TEKS KUTIPAN ::
Lihat ke Halaman Asli

Gustaaf Kusno

TERVERIFIKASI

Sekelumit Memori Tentang Jenderal Yunus Yosfiah

Diperbarui: 24 Juni 2015   00:20

Kompasiana adalah platform blog. Konten ini menjadi tanggung jawab bloger dan tidak mewakili pandangan redaksi Kompas.

Bagikan ide kreativitasmu dalam bentuk konten di Kompasiana | Sumber gambar: Freepik

Hari ini saya membaca berita tentang dukungan 80 jenderal purnawirawan kepada Prabowo Subianto sebagai calon presiden dan dideklarasikan oleh Letjen (Purn) Yunus Yosfiah. Memori saya terbangkit kembali pada masa kepemimpinan Yunus Yosfiah sebagai Panglima Kodam II Sriwjaya tahun 1994-1995. Ada suatu kesan yang mungkin tak akan dilupakan seumur hidup bagi seluruh prajurit Kodam II tentang beliau, termasuk bagi saya.

Bagi Yunus Yosfiah, seorang prajurit mulai dari pangkat terendah sampai tertinggi mutlak harus mempunyai ketangguhan fisik yang prima yang dicerminkan dengan bangun tubuh yang tegap proporsional dan kemampuan raga militer dan ini merupakan harga mati. Tak ada pengecualian, semua prajurit tak boleh berperut buncit atau pun berpostur gendut. Kemampuan raga militer yang kita sebut dengan Jasmil (Jasmani Militer) meliputi lari 12 menit, push-up, pull-up, sit-up dan lari angka delapan harus dipenuhi nilai standar minimalnya.

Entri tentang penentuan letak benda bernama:
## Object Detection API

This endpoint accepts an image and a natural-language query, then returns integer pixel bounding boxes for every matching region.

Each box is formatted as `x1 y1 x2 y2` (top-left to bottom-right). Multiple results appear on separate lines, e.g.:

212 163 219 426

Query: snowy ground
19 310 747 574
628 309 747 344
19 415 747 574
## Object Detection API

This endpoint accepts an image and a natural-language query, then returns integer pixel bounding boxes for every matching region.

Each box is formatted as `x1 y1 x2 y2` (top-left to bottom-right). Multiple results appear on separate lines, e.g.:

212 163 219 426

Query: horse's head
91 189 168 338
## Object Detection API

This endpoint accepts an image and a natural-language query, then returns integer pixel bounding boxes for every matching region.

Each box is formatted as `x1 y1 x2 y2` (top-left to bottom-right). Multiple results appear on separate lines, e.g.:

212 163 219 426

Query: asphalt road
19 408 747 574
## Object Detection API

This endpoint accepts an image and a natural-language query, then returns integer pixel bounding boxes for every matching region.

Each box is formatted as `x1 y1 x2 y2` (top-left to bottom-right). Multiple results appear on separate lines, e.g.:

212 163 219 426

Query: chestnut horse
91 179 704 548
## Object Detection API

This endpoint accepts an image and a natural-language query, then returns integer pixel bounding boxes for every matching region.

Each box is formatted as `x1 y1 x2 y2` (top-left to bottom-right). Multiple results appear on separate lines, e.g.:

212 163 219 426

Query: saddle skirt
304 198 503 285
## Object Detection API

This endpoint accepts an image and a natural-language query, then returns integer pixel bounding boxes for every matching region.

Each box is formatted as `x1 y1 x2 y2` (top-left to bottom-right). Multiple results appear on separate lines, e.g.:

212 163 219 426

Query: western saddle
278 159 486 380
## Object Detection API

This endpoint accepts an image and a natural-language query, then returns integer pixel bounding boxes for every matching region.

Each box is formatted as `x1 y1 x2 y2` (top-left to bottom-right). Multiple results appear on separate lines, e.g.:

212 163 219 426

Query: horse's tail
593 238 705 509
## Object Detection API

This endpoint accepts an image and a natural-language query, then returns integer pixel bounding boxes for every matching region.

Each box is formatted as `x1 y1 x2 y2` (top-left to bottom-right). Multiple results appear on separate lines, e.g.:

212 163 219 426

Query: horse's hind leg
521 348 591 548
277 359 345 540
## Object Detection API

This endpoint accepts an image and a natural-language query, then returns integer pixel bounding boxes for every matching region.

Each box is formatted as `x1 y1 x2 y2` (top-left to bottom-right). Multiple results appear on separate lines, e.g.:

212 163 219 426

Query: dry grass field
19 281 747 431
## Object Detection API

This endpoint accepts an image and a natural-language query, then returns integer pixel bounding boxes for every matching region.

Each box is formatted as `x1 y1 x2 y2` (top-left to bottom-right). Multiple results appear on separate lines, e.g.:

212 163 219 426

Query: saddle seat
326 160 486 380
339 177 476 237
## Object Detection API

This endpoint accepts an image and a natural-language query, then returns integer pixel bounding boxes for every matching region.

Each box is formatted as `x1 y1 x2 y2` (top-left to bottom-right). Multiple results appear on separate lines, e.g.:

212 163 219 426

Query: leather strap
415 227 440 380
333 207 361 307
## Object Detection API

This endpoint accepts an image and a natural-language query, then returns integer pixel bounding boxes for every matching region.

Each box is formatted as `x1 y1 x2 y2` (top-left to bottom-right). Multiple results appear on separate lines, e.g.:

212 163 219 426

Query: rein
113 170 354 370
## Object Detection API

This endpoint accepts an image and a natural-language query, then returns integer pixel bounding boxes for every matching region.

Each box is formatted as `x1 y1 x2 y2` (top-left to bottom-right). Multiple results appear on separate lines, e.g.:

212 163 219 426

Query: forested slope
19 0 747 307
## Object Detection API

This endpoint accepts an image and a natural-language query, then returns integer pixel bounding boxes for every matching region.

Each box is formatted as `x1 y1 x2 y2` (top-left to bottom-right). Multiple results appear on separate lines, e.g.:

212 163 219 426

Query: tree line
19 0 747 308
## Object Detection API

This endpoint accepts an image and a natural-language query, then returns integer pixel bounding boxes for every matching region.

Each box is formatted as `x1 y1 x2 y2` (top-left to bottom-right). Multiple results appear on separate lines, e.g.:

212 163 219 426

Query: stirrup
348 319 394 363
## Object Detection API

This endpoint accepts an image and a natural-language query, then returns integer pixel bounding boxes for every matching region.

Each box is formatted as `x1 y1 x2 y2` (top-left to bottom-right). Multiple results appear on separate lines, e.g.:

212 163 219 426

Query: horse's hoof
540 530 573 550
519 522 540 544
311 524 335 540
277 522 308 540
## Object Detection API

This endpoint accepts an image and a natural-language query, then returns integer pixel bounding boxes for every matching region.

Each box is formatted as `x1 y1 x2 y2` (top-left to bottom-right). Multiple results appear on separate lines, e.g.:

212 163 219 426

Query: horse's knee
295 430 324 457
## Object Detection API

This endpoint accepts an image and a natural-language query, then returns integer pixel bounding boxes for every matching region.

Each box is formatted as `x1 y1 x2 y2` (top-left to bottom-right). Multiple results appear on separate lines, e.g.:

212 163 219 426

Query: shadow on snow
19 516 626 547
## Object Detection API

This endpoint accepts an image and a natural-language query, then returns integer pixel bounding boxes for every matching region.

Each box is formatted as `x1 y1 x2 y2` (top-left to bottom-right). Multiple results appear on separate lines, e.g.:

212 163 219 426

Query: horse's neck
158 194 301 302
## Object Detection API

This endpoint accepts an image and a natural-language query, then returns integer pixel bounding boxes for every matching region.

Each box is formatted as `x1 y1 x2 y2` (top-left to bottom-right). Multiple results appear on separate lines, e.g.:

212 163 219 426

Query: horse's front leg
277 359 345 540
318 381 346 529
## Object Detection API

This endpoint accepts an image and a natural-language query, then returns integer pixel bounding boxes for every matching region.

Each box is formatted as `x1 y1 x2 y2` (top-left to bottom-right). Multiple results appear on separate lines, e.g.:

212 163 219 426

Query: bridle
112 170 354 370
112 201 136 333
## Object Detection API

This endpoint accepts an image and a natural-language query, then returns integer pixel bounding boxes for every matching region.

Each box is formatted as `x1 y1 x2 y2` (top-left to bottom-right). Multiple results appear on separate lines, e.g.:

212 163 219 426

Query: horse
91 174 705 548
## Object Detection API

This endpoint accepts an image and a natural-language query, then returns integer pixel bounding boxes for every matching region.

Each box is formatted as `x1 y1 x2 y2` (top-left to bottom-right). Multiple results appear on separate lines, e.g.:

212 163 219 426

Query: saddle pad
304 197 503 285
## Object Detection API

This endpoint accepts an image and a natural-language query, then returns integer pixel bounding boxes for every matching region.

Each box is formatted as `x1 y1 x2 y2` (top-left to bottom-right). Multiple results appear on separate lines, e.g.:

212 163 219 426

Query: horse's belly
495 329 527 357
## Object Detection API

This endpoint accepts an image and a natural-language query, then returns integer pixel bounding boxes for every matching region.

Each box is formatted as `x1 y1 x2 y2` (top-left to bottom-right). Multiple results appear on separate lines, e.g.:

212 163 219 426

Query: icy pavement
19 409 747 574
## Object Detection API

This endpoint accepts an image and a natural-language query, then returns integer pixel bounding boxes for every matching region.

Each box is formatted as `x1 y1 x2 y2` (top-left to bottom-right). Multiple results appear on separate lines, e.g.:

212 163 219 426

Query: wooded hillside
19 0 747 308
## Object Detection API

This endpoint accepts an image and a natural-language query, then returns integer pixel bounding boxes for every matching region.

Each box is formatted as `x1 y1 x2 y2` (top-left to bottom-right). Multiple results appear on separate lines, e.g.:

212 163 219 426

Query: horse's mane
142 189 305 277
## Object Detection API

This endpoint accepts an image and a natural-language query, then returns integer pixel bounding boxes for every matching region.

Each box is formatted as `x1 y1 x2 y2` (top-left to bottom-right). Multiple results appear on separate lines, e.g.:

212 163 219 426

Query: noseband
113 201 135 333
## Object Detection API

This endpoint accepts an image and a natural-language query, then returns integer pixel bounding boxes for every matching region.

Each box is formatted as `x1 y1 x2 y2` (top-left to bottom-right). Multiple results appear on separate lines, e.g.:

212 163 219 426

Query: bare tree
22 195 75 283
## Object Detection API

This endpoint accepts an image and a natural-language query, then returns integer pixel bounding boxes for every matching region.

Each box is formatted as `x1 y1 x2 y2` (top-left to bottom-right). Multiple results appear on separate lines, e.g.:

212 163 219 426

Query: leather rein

TUJUAN 1 :: Kutip secara persis bagian teks tentang Jenderal Yunus Yosfiah yang dibuka dengan kata-kata yang memuat "Lihat ke Halaman" dan ditutup dengan "pandangan redaksi Kompas.".
TUJUAN 2 :: Tulis ulang catatan dari awal catatan sampai baris yang memuat "278 159 486 380". Ganti "natural-language query" dengan "text prompt", dan biarkan bagian lainnya tetap sama.

JAWABAN TUGAS 1 ::
Lihat ke Halaman Asli

Gustaaf Kusno

TERVERIFIKASI

Sekelumit Memori Tentang Jenderal Yunus Yosfiah

Diperbarui: 24 Juni 2015   00:20

Kompasiana adalah platform blog. Konten ini menjadi tanggung jawab bloger dan tidak mewakili pandangan redaksi Kompas.

JAWABAN TUGAS 2 ::
## Object Detection API

This endpoint accepts an image and a text prompt, then returns integer pixel bounding boxes for every matching region.

Each box is formatted as `x1 y1 x2 y2` (top-left to bottom-right). Multiple results appear on separate lines, e.g.:

212 163 219 426

Query: snowy ground
19 310 747 574
628 309 747 344
19 415 747 574
## Object Detection API

This endpoint accepts an image and a text prompt, then returns integer pixel bounding boxes for every matching region.

Each box is formatted as `x1 y1 x2 y2` (top-left to bottom-right). Multiple results appear on separate lines, e.g.:

212 163 219 426

Query: horse's head
91 189 168 338
## Object Detection API

This endpoint accepts an image and a text prompt, then returns integer pixel bounding boxes for every matching region.

Each box is formatted as `x1 y1 x2 y2` (top-left to bottom-right). Multiple results appear on separate lines, e.g.:

212 163 219 426

Query: asphalt road
19 408 747 574
## Object Detection API

This endpoint accepts an image and a text prompt, then returns integer pixel bounding boxes for every matching region.

Each box is formatted as `x1 y1 x2 y2` (top-left to bottom-right). Multiple results appear on separate lines, e.g.:

212 163 219 426

Query: chestnut horse
91 179 704 548
## Object Detection API

This endpoint accepts an image and a text prompt, then returns integer pixel bounding boxes for every matching region.

Each box is formatted as `x1 y1 x2 y2` (top-left to bottom-right). Multiple results appear on separate lines, e.g.:

212 163 219 426

Query: saddle skirt
304 198 503 285
## Object Detection API

This endpoint accepts an image and a text prompt, then returns integer pixel bounding boxes for every matching region.

Each box is formatted as `x1 y1 x2 y2` (top-left to bottom-right). Multiple results appear on separate lines, e.g.:

212 163 219 426

Query: western saddle
278 159 486 380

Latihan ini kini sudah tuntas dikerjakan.